* [EXERCISE OBJECTIVE]: A complete and exact copy of the data below is the task.

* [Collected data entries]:
==============================
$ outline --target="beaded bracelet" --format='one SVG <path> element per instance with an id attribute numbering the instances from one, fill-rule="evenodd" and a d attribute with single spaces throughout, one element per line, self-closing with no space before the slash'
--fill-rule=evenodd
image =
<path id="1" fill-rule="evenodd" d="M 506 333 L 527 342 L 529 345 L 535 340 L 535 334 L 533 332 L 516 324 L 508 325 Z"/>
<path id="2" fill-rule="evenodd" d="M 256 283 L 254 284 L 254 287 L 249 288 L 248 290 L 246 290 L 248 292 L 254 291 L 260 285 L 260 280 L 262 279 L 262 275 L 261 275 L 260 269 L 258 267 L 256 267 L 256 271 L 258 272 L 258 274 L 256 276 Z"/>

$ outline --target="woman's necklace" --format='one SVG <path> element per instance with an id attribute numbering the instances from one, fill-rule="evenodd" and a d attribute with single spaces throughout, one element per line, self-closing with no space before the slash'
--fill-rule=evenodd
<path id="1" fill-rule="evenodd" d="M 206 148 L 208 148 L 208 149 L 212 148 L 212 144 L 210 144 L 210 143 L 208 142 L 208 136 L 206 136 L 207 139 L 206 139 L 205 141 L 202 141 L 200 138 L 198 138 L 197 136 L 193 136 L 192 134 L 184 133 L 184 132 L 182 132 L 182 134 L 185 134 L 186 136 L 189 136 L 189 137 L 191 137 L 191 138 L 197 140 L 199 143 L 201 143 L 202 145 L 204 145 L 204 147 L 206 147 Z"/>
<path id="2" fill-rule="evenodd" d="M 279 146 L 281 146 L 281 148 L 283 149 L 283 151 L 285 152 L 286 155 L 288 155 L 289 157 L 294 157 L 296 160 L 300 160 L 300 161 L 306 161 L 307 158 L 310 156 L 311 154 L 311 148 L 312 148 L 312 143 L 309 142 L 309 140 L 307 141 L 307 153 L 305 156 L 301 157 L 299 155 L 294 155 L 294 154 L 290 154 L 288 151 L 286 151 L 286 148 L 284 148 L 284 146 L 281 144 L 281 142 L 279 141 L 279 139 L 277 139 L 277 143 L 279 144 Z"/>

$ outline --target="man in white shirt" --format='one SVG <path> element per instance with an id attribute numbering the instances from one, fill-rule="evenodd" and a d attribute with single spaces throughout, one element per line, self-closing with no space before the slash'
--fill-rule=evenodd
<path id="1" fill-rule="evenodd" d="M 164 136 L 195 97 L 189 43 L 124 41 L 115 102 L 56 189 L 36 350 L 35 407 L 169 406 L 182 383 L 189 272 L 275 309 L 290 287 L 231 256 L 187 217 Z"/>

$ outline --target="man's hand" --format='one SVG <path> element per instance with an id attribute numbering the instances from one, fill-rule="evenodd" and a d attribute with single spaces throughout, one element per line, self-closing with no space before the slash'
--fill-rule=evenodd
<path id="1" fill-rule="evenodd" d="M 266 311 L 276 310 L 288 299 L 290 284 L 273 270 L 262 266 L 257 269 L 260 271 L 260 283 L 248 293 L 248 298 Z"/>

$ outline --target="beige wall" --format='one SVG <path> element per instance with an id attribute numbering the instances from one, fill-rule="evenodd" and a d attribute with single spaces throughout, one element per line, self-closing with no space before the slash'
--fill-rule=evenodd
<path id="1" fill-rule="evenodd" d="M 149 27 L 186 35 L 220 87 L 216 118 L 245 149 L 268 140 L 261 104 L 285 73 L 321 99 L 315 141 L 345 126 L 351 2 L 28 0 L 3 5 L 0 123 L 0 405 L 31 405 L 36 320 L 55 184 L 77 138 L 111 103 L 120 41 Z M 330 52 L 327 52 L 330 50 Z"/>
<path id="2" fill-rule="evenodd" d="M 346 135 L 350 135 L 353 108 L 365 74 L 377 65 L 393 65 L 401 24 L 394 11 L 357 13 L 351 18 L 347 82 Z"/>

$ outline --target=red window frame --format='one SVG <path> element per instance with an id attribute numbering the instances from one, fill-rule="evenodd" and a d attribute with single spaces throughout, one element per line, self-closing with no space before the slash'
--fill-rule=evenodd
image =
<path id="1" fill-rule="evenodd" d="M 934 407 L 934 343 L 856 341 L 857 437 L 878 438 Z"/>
==============================
* [EXERCISE ANSWER]:
$ outline --target="beaded bracelet" --format='one SVG <path> element per instance with an id attribute numbering the instances from one, fill-rule="evenodd" and a d attribute with single spaces throughout, one element per line, self-closing with no space before the slash'
--fill-rule=evenodd
image =
<path id="1" fill-rule="evenodd" d="M 506 333 L 527 342 L 529 345 L 535 340 L 535 334 L 533 332 L 516 324 L 508 325 Z"/>
<path id="2" fill-rule="evenodd" d="M 256 283 L 254 284 L 254 287 L 249 288 L 248 290 L 246 290 L 248 292 L 254 291 L 260 285 L 260 280 L 262 279 L 262 275 L 261 275 L 260 269 L 258 267 L 256 267 L 256 271 L 258 272 L 258 274 L 256 276 Z"/>

$ outline --target="woman's necklace" --format='one SVG <path> element per instance with an id attribute numbering the instances from one, fill-rule="evenodd" and a d attribute with single spaces throughout, one element per line, self-closing with no space before the slash'
--fill-rule=evenodd
<path id="1" fill-rule="evenodd" d="M 206 148 L 208 148 L 208 149 L 212 148 L 212 144 L 210 144 L 210 143 L 208 142 L 208 136 L 206 136 L 207 139 L 206 139 L 205 141 L 202 141 L 200 138 L 198 138 L 197 136 L 193 136 L 192 134 L 184 133 L 184 132 L 182 132 L 182 134 L 185 134 L 186 136 L 189 136 L 189 137 L 191 137 L 191 138 L 197 140 L 199 143 L 201 143 L 202 145 L 204 145 L 204 147 L 206 147 Z"/>
<path id="2" fill-rule="evenodd" d="M 279 146 L 281 146 L 281 148 L 283 149 L 283 151 L 285 152 L 286 155 L 288 155 L 289 157 L 294 157 L 296 160 L 300 160 L 300 161 L 306 161 L 307 158 L 310 156 L 311 154 L 311 148 L 312 148 L 312 143 L 309 142 L 309 140 L 307 141 L 307 153 L 305 156 L 301 157 L 299 155 L 294 155 L 294 154 L 290 154 L 288 151 L 286 151 L 286 148 L 284 148 L 284 146 L 281 144 L 281 142 L 279 141 L 279 139 L 277 139 L 277 143 L 279 144 Z"/>

$ outline --target="man in white shirt" --format='one SVG <path> element per instance with an id attribute numbering the instances from one, fill-rule="evenodd" and a d attribute with single spaces throughout, one element per line, self-closing with no space before the slash'
--fill-rule=evenodd
<path id="1" fill-rule="evenodd" d="M 164 136 L 195 97 L 189 43 L 124 41 L 115 102 L 56 189 L 36 350 L 35 407 L 169 406 L 182 383 L 189 272 L 275 309 L 290 287 L 231 256 L 187 217 Z"/>

$ outline --target="man's hand" --format='one SVG <path> element per instance with an id attribute numbering the instances from one, fill-rule="evenodd" and a d attribute with single spaces throughout, one element per line, self-closing with no space before the slash'
--fill-rule=evenodd
<path id="1" fill-rule="evenodd" d="M 266 311 L 276 310 L 288 299 L 290 284 L 273 270 L 262 266 L 257 269 L 260 271 L 260 283 L 248 293 L 248 298 Z"/>

$ outline --target="beige wall" --format='one SVG <path> element per instance with an id attribute numbering the instances from one, fill-rule="evenodd" and a d attribute with single spaces throughout, one element per line, self-closing with no space before the slash'
--fill-rule=evenodd
<path id="1" fill-rule="evenodd" d="M 149 27 L 186 35 L 220 87 L 216 118 L 245 149 L 268 140 L 261 104 L 285 73 L 321 99 L 315 141 L 345 126 L 351 2 L 28 0 L 3 5 L 0 123 L 0 405 L 31 405 L 36 320 L 55 184 L 77 138 L 111 103 L 120 41 Z M 330 52 L 327 52 L 330 50 Z"/>
<path id="2" fill-rule="evenodd" d="M 346 135 L 350 135 L 353 108 L 365 74 L 377 65 L 393 65 L 401 24 L 394 11 L 357 13 L 351 18 L 347 82 Z"/>

$ outline --target=red window frame --format='one SVG <path> element per instance with an id attribute numbering the instances from one, fill-rule="evenodd" and a d attribute with single spaces throughout, one element per line, self-closing with no space before the slash'
--fill-rule=evenodd
image =
<path id="1" fill-rule="evenodd" d="M 934 407 L 934 343 L 856 341 L 857 437 L 878 438 Z"/>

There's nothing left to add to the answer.